## GOAL 1
In the comment thread on git branch naming, what reason is given for choosing "main" as the new default branch name?
## GOAL 2
Pick out every line of the records that contains the string "window".

## TEXT SEGMENT
-- begin --

That said, branches come from trunks, not master or main, and it always felt like a bit of fuckery that git changed the subversion terminology that most of the eventual target audience was already familiar with. Changing to "main" is just confidently incorrect grandstanding. If you're gonna 'fix it' then bloody well fix it.



Git got "master" from closed source SCM Bitkeeper (the Linux kernel team never used Subversion) which did have a concept of "slave" branches as it used master/slave style replication. It's an unfortunate default closer in originating usage to the peripheral and replication terminology than the "pristine copy" terminology.

Changing to "main" is often as much for not breaking a lot of people's muscle memory of "ma<tab>" in the CLI as any other reason to name the default/main branch that. "default" is a good name, too. If you want to use SVN's "trunk" go for it, that's a good name. At this point most git tools don't care what you call it.


I keep going back and forth about whether I should respond to this, so I just upvoted you instead, but now I'm third-guessing myself.

-- end --

## INPUT RECORDS
-- begin --

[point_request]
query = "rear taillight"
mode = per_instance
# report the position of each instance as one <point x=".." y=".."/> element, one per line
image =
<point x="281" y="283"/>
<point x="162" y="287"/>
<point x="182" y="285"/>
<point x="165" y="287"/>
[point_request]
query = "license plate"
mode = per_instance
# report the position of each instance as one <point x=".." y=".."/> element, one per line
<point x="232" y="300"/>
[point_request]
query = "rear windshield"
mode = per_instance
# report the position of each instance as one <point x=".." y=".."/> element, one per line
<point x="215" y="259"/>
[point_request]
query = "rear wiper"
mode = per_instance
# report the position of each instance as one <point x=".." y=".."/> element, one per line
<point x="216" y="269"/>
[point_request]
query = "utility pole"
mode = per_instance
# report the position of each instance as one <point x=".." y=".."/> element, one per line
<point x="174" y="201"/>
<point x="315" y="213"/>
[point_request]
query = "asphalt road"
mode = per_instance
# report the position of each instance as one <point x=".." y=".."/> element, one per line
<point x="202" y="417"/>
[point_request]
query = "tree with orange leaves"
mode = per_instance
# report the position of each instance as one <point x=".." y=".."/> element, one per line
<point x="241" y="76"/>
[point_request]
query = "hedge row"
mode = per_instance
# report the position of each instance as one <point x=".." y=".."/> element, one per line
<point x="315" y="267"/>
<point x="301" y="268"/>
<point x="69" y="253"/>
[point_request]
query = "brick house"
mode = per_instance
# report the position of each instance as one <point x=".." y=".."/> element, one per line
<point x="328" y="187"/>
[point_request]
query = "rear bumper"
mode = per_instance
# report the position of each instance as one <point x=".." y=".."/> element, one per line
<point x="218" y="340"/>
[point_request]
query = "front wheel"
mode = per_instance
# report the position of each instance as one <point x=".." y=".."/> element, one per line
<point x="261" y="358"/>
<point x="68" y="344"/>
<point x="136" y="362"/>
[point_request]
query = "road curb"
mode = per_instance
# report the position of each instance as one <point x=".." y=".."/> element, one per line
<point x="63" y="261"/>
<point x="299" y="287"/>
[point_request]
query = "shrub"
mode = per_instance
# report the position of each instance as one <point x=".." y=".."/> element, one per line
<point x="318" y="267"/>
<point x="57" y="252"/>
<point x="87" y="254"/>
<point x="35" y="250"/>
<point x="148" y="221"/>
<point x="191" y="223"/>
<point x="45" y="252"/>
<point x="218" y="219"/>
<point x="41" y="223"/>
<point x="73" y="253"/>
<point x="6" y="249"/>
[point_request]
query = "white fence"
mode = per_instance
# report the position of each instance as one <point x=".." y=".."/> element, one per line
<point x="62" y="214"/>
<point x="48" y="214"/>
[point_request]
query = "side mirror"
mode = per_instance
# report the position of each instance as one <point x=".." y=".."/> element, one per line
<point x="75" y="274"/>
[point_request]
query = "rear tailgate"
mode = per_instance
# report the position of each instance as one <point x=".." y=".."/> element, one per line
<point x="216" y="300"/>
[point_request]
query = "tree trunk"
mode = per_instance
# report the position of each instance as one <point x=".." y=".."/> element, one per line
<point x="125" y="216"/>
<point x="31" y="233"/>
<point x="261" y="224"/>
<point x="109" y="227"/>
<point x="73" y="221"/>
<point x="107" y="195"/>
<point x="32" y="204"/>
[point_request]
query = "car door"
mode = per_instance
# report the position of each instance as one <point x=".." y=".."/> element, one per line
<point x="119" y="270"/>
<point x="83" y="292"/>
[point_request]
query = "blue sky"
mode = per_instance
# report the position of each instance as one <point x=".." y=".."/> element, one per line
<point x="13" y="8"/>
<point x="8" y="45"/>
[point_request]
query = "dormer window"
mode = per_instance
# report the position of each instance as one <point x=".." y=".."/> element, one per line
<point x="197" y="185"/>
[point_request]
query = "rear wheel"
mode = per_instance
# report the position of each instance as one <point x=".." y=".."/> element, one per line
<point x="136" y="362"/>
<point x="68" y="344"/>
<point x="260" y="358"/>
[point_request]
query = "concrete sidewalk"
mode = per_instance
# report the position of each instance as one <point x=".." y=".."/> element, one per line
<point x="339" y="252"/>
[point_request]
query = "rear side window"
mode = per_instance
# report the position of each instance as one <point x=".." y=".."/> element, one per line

-- end --

## CORRECT OUTPUT 1
The thread says "main" is often chosen so that people's muscle memory of typing "ma<tab>" in the CLI keeps working. It presents this as at least as important as any other reason for the name.

## CORRECT OUTPUT 2
query = "dormer window"
query = "rear side window"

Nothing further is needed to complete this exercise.